- **Written problem**
Repeat every line below exactly as it reads.

- **Material shown**

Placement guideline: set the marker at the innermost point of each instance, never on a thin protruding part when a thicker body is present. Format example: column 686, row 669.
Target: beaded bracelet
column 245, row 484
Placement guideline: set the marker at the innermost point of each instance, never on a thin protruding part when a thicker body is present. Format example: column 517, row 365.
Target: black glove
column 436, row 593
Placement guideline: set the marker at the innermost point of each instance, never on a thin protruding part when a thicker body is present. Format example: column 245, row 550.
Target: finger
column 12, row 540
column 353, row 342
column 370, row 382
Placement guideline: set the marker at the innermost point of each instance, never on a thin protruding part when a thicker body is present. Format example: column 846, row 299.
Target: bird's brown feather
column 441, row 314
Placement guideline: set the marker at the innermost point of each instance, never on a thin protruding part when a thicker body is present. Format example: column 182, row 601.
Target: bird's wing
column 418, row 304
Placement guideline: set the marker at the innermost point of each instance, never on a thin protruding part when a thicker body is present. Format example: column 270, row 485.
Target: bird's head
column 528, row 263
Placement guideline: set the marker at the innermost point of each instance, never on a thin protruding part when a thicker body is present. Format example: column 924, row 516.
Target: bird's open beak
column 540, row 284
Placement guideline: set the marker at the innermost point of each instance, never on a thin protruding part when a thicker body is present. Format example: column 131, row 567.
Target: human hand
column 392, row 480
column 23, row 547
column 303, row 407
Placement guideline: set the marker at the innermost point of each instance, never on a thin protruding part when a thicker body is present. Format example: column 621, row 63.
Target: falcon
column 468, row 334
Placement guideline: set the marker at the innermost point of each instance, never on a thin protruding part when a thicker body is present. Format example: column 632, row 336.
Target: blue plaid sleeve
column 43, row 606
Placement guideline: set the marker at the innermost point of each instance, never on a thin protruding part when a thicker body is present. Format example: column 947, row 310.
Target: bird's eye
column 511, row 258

- **Solution below**
Placement guideline: set the marker at the innermost point of each instance, never on a thin protruding part when a thicker body is present. Format example: column 686, row 669.
Target: beaded bracelet
column 245, row 484
Placement guideline: set the marker at the innermost point of each instance, never on a thin protruding part when a thicker body is present. Format example: column 517, row 365.
Target: black glove
column 436, row 593
Placement guideline: set the marker at the innermost point of each instance, never on a thin protruding part when a thicker body is present. Format example: column 245, row 550.
Target: finger
column 12, row 540
column 353, row 342
column 370, row 382
Placement guideline: set the marker at the innermost point of each instance, never on a thin protruding part when a thicker body is present. Format example: column 846, row 299.
Target: bird's brown feather
column 441, row 314
Placement guideline: set the marker at the innermost point of each instance, never on a thin protruding part when a thicker body is present. Format example: column 182, row 601.
Target: bird's wing
column 418, row 304
Placement guideline: set the marker at the innermost point of each instance, never on a thin protruding part when a thicker body is present. Format example: column 270, row 485.
Target: bird's head
column 528, row 263
Placement guideline: set the marker at the innermost point of each instance, never on a thin protruding part when a thicker body is present. Format example: column 924, row 516.
Target: bird's open beak
column 540, row 284
Placement guideline: set the marker at the innermost point of each instance, never on a thin protruding part when a thicker body is present. Format example: column 131, row 567.
Target: human hand
column 392, row 480
column 23, row 547
column 303, row 407
Placement guideline: set the marker at the innermost point of each instance, never on a thin protruding part when a thicker body is present. Format example: column 621, row 63.
Target: falcon
column 468, row 334
Placement guideline: set the marker at the innermost point of each instance, never on a thin protruding part when a thicker body is present. Format example: column 632, row 336.
Target: blue plaid sleeve
column 43, row 606
Placement guideline: set the marker at the innermost point of each instance, never on a thin protruding part when a thicker body is present. Format example: column 947, row 310.
Target: bird's eye
column 511, row 258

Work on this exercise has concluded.